(Point-per-instance localization data)
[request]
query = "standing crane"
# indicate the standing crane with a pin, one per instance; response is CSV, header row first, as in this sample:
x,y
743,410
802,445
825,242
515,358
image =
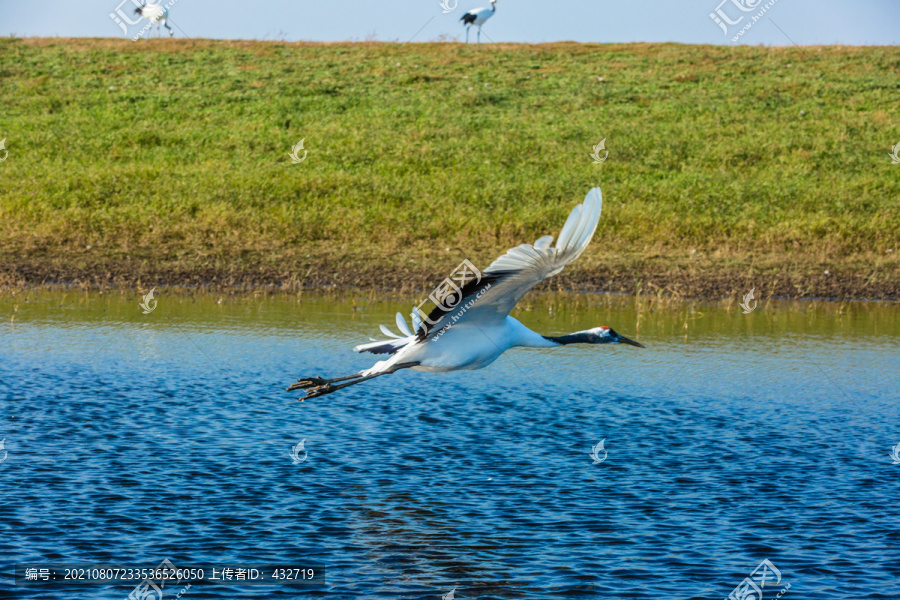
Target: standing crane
x,y
155,14
478,17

▶ _Activity_:
Exactly reproduce the entries above, minus the pictures.

▶ _Reply_:
[request]
query = "standing crane"
# indicate the standing crane with a pin, one per instance; response is CSV, header row first, as in this sample:
x,y
743,410
802,445
825,242
515,358
image =
Target: standing crane
x,y
155,14
478,17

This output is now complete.